Aim of the exercise -
From the records below, output exactly the lines running from the line containing "Practice step: locate the central" through the line containing "Practice step: locate the white market", and no others.

Supplied material -

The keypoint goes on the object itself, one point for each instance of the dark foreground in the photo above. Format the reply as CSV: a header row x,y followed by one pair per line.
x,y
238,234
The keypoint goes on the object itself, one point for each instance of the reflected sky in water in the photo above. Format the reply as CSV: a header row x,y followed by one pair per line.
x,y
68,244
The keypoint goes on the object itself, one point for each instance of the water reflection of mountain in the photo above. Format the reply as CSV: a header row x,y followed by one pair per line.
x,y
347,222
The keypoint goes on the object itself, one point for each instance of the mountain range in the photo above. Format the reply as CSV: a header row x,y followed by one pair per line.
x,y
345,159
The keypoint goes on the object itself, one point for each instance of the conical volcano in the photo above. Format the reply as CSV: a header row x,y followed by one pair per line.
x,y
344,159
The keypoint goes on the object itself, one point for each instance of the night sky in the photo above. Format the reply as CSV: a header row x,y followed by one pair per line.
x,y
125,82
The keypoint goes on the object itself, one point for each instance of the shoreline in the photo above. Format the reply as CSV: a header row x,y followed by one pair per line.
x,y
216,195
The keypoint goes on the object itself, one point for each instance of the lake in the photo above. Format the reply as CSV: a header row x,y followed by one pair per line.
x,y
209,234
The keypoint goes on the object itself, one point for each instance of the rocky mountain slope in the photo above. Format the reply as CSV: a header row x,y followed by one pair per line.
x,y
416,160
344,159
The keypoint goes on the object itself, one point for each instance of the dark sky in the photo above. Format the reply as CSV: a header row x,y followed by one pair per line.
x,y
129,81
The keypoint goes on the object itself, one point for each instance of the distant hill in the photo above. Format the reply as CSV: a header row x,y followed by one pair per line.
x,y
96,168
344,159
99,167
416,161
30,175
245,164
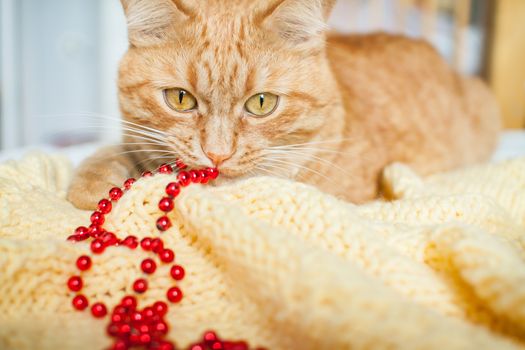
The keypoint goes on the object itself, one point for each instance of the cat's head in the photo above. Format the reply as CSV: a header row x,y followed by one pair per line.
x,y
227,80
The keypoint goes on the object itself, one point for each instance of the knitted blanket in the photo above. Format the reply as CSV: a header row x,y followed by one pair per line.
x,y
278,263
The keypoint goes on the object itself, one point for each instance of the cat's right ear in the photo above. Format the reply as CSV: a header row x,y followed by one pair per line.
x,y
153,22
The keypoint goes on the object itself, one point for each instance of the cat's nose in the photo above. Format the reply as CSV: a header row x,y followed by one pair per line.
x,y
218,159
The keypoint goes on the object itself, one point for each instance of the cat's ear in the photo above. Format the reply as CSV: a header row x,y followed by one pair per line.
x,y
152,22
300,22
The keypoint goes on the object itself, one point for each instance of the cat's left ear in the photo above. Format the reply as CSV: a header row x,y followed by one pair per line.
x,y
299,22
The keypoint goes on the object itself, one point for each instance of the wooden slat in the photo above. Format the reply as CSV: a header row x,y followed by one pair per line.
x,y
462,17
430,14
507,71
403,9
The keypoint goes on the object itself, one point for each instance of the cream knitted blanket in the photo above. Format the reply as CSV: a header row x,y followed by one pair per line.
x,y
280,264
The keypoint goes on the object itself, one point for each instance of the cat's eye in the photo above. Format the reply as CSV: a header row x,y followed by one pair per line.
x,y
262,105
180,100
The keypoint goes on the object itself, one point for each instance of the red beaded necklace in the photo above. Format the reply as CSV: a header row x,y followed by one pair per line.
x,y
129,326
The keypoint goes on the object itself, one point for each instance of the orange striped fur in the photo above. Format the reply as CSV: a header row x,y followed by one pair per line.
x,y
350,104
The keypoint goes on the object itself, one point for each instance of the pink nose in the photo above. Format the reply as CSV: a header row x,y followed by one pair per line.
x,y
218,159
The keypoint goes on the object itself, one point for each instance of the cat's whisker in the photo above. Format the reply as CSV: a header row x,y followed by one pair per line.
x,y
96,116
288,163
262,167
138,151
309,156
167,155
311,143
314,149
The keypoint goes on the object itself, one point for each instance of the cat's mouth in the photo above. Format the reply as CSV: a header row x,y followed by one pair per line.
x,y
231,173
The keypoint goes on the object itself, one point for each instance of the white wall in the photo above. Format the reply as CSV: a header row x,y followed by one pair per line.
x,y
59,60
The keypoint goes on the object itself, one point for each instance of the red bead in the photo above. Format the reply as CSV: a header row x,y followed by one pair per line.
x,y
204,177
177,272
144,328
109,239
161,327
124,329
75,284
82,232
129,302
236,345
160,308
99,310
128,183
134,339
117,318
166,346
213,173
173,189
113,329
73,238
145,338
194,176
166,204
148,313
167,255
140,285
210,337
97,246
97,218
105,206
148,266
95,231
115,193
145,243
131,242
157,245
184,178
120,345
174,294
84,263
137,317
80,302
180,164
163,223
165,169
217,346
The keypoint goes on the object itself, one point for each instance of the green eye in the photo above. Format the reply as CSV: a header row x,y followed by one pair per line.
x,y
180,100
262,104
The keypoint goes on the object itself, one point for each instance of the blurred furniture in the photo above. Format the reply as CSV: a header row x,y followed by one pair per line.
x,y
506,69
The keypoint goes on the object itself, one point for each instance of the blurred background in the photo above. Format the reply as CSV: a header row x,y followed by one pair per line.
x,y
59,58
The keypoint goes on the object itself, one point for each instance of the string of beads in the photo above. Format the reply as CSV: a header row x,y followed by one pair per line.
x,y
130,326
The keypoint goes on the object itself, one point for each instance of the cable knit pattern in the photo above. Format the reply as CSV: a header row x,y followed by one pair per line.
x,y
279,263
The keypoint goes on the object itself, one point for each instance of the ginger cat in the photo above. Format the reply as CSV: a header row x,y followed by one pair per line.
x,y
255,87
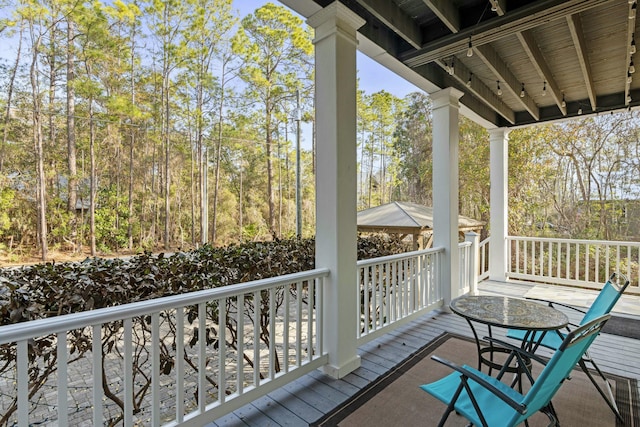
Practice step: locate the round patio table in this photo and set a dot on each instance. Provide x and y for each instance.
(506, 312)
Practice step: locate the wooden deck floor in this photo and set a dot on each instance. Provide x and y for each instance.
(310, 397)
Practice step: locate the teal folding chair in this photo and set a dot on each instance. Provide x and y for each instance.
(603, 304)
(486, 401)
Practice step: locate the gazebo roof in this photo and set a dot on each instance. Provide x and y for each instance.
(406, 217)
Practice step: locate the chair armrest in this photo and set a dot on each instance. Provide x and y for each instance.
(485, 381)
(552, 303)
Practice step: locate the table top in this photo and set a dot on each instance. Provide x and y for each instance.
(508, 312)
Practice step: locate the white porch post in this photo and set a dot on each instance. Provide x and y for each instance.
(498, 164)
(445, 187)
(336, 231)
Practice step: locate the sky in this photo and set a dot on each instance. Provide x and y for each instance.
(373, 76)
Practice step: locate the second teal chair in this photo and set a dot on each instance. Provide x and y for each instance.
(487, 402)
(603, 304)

* * *

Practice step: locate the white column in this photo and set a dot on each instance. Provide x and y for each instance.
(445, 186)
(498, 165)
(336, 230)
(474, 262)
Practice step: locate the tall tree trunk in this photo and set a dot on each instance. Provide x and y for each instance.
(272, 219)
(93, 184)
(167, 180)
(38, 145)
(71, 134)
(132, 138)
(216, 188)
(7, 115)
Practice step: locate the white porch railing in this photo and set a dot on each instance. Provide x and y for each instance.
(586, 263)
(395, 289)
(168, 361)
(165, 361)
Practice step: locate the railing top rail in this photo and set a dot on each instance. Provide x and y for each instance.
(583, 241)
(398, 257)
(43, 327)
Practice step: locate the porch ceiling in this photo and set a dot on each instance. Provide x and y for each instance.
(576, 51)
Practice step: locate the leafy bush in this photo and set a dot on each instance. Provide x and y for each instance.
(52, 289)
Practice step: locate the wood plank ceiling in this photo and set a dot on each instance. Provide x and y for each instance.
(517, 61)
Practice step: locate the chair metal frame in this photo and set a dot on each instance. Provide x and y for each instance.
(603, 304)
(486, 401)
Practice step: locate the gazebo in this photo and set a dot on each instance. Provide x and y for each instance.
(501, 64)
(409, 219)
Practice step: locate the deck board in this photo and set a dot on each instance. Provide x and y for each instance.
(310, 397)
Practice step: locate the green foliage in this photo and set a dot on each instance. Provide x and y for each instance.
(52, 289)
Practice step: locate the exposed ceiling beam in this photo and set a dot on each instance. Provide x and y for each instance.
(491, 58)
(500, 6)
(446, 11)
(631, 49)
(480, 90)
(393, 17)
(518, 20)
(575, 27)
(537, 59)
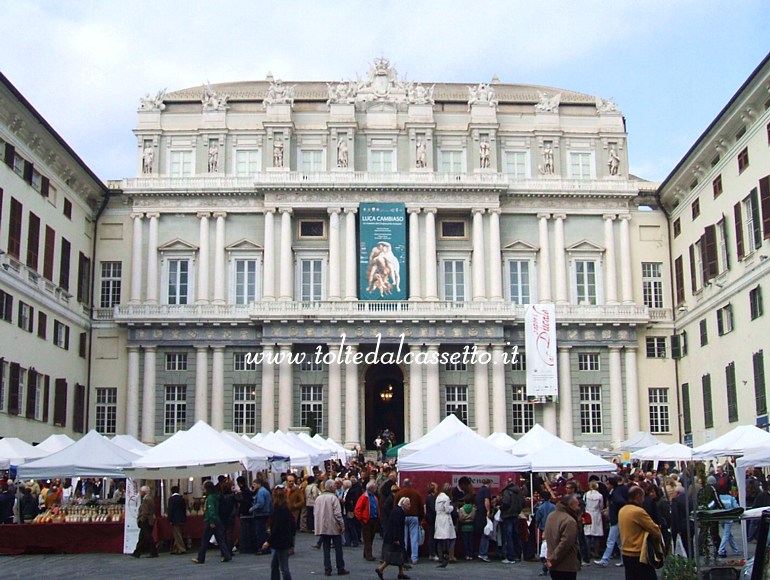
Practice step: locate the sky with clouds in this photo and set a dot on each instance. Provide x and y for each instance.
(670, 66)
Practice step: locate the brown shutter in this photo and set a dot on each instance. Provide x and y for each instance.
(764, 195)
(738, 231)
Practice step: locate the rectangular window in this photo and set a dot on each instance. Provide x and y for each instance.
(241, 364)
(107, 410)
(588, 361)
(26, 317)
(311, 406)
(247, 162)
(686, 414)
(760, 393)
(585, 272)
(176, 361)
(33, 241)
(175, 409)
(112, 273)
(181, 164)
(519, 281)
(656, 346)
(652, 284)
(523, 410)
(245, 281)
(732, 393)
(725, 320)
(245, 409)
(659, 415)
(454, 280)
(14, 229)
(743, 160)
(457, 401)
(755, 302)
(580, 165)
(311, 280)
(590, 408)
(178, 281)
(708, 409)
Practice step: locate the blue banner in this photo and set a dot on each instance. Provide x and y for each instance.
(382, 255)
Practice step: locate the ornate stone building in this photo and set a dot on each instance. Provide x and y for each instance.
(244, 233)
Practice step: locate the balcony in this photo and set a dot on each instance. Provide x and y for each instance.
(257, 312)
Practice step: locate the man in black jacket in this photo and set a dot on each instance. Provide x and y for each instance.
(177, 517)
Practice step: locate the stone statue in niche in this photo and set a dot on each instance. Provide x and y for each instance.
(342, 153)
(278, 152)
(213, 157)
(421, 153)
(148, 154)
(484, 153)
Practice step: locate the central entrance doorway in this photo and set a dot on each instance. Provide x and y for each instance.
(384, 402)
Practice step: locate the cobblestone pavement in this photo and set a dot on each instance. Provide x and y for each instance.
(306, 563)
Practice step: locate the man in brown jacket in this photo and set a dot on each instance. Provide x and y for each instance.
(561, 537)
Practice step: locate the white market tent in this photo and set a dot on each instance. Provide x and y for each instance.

Task output -
Practice step: locate the central entrance doorway in this photo and set a dot on each instance. Provide x and y for each instance.
(384, 402)
Practice step: locate the cobblestone pavement in this photo and set a dot on each instance. Provide x and y for each instance.
(306, 563)
Practice step: locate the man in brown jacket in this photo and set a dot on each instance. Provide x and y for each instance.
(561, 537)
Practice step: locate the white market tent in this photo and set a dot on each instance. Provide x and y for each instance.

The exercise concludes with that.